* What you need to do:
Change every "benchmark" in the records below to "evaluation", and give the records again with all other text unchanged.

* Items:
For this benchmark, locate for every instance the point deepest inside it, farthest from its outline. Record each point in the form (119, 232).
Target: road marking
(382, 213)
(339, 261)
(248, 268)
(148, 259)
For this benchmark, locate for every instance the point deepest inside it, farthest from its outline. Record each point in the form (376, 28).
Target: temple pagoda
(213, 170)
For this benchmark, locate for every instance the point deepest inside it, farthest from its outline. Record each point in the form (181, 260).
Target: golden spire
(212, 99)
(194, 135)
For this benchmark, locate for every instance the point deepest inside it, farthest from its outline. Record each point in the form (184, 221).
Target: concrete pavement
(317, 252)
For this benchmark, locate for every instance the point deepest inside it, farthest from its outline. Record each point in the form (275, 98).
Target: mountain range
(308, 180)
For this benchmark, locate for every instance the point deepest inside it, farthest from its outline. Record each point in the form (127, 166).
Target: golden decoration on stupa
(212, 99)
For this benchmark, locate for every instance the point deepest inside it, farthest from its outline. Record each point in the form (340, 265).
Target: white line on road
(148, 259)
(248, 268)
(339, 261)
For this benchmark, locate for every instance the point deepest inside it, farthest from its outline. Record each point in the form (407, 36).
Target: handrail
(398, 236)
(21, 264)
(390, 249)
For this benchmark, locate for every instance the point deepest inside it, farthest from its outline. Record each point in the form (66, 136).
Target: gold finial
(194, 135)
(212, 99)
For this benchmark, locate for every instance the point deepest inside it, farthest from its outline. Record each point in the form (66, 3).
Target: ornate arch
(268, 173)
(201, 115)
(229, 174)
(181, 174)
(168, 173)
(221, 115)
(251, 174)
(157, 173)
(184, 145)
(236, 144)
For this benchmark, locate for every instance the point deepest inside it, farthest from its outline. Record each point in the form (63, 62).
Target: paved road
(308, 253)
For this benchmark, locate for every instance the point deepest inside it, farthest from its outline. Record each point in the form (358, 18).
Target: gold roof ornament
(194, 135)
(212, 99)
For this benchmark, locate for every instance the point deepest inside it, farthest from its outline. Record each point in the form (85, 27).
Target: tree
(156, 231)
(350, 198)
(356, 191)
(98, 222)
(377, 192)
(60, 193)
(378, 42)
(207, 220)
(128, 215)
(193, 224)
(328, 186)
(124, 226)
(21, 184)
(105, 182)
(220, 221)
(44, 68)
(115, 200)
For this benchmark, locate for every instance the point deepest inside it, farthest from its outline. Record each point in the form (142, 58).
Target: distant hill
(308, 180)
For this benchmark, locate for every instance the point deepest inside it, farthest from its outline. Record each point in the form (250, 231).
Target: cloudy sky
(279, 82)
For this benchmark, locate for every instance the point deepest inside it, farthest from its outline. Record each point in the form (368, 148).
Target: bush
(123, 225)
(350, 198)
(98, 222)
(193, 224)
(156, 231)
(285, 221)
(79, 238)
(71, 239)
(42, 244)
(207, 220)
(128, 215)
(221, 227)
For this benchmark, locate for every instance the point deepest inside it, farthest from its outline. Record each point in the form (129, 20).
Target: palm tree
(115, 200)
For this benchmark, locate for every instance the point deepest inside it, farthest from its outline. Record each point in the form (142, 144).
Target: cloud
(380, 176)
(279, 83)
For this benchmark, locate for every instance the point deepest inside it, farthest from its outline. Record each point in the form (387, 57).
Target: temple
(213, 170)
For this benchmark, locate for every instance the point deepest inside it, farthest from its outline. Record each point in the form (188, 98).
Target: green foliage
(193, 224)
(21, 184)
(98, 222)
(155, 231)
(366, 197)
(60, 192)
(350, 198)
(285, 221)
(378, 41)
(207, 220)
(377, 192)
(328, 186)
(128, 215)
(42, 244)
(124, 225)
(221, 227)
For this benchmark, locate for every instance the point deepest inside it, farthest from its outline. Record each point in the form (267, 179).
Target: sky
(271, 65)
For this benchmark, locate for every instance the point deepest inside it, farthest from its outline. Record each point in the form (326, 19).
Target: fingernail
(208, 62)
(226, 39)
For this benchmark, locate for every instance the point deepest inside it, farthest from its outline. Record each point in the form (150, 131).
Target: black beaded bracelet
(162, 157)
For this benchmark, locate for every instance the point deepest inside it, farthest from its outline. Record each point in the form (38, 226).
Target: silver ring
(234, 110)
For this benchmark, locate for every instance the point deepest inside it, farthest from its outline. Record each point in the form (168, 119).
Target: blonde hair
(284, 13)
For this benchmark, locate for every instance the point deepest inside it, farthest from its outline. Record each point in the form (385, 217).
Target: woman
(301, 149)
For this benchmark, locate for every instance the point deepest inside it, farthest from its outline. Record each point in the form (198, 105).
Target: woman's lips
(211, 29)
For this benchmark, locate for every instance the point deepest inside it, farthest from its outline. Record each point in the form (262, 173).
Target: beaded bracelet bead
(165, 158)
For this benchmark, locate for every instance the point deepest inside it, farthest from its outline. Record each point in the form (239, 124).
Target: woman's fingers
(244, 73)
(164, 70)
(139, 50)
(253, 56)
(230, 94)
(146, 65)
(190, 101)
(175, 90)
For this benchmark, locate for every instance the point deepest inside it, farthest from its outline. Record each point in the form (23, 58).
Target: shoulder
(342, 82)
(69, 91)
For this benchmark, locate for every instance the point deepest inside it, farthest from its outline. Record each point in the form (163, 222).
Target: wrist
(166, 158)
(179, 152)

* Correct response:
For this evaluation, locate for every instance the point deepest inside it, farthest from its outline. Record each point in the form (119, 232).
Target: road marking
(382, 213)
(339, 261)
(248, 268)
(148, 259)
For this evaluation, locate for every instance the point deepest inside it, farthest from its outline. Record each point in the form (376, 28).
Target: temple pagoda
(213, 170)
For this evaluation, locate for every instance the point deepest inside it, farthest from its outline. Record each point in the form (181, 260).
Target: golden spire
(212, 99)
(194, 135)
For this evaluation, locate for every instance the point deepest inside it, farthest from its outline. Record each point in the form (184, 221).
Target: concrete pavement
(317, 252)
For this evaluation, locate for every instance the point deepest inside it, farthest from its outline. Record each point in the form (275, 98).
Target: mountain range
(308, 180)
For this evaluation, locate for every instance the point deepest inside it, farthest from its outline. Record each point in the form (127, 166).
Target: golden decoration on stupa
(212, 99)
For this evaluation, locate for every instance the point deepest inside it, farthest from its outline. Record each point in the form (340, 265).
Target: white line on road
(148, 259)
(248, 268)
(339, 261)
For this evaluation, locate for every instance the point deepest inside it, farthest from its outline. Record each point in the form (407, 36).
Target: handrail
(398, 236)
(21, 264)
(390, 249)
For this evaluation, locate for every instance the point deepest inside it, farthest from its outline. Record each point in the form (66, 136).
Target: gold finial
(194, 135)
(212, 99)
For this evaluation, locate for every instance the point deepest inside it, farthest from its outline. Record each point in the form (66, 3).
Target: ornate arch
(268, 173)
(201, 115)
(229, 174)
(181, 174)
(168, 173)
(221, 115)
(251, 174)
(157, 173)
(184, 145)
(236, 144)
For this evaluation, locate for every instance the point deepest inside it, farthest from its outline. Record each point in the form (63, 62).
Target: paved road
(308, 253)
For this evaluation, locate for every instance the point deepest inside it, farthest from its outline. Record each point in the form (358, 18).
Target: gold roof ornament
(194, 135)
(212, 99)
For this evaluation, locate for every instance the point deepest inside it, farthest from its outline. Record each point in the form (85, 27).
Target: tree
(156, 231)
(350, 198)
(356, 191)
(98, 222)
(377, 192)
(60, 193)
(378, 42)
(207, 220)
(128, 215)
(193, 224)
(328, 186)
(124, 226)
(21, 184)
(105, 182)
(220, 221)
(44, 68)
(115, 200)
For this evaluation, locate for every instance the point deepest inside it, farthest from its outline. Record each point in the form (142, 58).
Target: distant hill
(308, 180)
For this evaluation, locate for every instance the point deepest inside it, farthest from its outline. Record each point in the form (250, 231).
Target: cloudy sky
(279, 82)
For this evaluation, locate for every instance the point deepest inside it, farthest from its outline. Record each point in the form (368, 148).
Target: bush
(123, 225)
(350, 198)
(98, 222)
(193, 224)
(156, 231)
(285, 221)
(79, 238)
(71, 239)
(42, 244)
(207, 220)
(128, 215)
(221, 227)
For this evaluation, locate for every instance the point deepest inside it, farthest from its outline. Record each point in the form (129, 20).
Target: palm tree
(115, 200)
For this evaluation, locate for every instance the point deepest inside it, farthest from its outline. Record each point in the form (142, 144).
Target: cloud
(380, 176)
(279, 83)
For this evaluation, locate for every instance the point deepest inside it, farthest from its outline. Record each point in the form (387, 57).
Target: temple
(213, 170)
For this evaluation, locate for every instance the point deepest inside it, farthest from its outline. Record each point in the form (188, 98).
Target: green foliage
(193, 224)
(21, 184)
(98, 222)
(155, 231)
(366, 197)
(60, 192)
(350, 198)
(285, 221)
(378, 41)
(207, 220)
(377, 192)
(328, 186)
(128, 215)
(42, 244)
(124, 225)
(221, 227)
For this evaluation, locate for every instance the point deepest inside it, farthest from its outline. Record each point in the form (267, 179).
Target: sky
(271, 65)
For this evaluation, locate for every instance the point deepest inside it, farthest from its outline. Record each point in the form (326, 19).
Target: fingernail
(208, 62)
(226, 39)
For this evaluation, locate for every instance the point deepest inside it, farthest from its outline. Record each point in the form (150, 131).
Target: black beaded bracelet
(162, 157)
For this evaluation, locate for every instance the point deepest inside it, farthest from its outline. Record each point in the form (38, 226).
Target: silver ring
(234, 110)
For this evaluation, locate for every instance the point deepest inside it, farthest from its outline. Record each point in the form (168, 119).
Target: blonde hair
(284, 13)
For this evaluation, locate for every instance the point deepest inside it, farthest from its outline. Record each point in the form (385, 217).
Target: woman
(301, 149)
For this evaluation, locate for every instance the point deepest inside it, farthest from its outline. Record each point in the form (198, 105).
Target: woman's lips
(211, 29)
For this evaluation, locate for every instance the point deepest inside it, farthest from its outline. Record each point in the form (262, 173).
Target: beaded bracelet bead
(165, 158)
For this evaluation, locate for every instance the point deepest inside it, farthest from its outline. Record each point in the form (239, 124).
Target: woman's fingers
(244, 73)
(164, 70)
(139, 50)
(253, 56)
(230, 94)
(146, 65)
(190, 101)
(175, 90)
For this evaluation, locate for every instance the point deepest inside it, farthest from its outline. Record each point in the form (23, 58).
Target: shoulder
(342, 82)
(69, 91)
For this evaluation, locate for every instance the point deepest inside it, farthest from its outline. Record each point in the form (163, 222).
Target: wrist
(166, 158)
(179, 152)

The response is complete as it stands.